- WHAT THE TASK REQUIRES
Copy out lines with the word "tree" from the material that follows.

- RECORDS PROVIDED
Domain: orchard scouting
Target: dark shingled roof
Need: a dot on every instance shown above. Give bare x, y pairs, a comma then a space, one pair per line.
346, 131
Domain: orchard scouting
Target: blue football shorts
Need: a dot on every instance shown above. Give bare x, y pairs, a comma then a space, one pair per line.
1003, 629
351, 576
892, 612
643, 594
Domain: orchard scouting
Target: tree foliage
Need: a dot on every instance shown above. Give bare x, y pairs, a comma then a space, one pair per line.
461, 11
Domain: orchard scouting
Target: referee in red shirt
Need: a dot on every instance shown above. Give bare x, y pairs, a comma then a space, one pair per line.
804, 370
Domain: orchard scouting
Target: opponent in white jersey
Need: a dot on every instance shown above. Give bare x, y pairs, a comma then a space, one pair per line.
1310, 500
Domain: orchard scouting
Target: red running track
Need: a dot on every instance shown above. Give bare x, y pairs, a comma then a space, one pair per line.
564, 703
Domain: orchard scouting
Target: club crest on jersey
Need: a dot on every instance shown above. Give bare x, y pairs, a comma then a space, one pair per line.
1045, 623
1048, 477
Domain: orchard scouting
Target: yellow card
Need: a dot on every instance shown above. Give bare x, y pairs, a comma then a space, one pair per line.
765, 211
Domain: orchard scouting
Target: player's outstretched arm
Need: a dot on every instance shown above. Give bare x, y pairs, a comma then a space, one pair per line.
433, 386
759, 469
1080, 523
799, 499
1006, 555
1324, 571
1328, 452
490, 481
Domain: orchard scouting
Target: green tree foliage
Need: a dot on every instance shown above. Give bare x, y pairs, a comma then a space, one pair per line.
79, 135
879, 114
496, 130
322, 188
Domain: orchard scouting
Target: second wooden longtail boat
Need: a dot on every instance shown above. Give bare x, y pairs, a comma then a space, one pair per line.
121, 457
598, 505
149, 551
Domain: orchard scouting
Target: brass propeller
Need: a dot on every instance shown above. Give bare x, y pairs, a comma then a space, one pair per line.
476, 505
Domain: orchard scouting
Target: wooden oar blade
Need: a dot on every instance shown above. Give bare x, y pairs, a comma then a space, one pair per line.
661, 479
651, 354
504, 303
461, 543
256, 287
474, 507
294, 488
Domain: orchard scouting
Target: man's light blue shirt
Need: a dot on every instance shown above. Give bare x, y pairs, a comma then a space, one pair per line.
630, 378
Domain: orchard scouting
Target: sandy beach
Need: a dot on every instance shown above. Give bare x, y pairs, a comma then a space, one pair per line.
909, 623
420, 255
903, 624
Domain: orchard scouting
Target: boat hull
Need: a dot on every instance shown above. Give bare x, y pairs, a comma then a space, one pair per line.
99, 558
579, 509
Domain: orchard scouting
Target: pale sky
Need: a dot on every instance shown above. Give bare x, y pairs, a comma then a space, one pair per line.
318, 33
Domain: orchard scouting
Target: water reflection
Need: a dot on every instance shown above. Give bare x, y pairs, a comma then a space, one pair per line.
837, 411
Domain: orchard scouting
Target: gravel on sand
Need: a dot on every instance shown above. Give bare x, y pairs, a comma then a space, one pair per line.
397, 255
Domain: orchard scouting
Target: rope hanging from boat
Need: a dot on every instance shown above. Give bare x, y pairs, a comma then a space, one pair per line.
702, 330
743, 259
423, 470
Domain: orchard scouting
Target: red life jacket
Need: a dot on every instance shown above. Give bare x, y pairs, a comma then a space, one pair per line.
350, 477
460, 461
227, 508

- ANSWER BELOW
Target: tree foliage
Target: green tree foliage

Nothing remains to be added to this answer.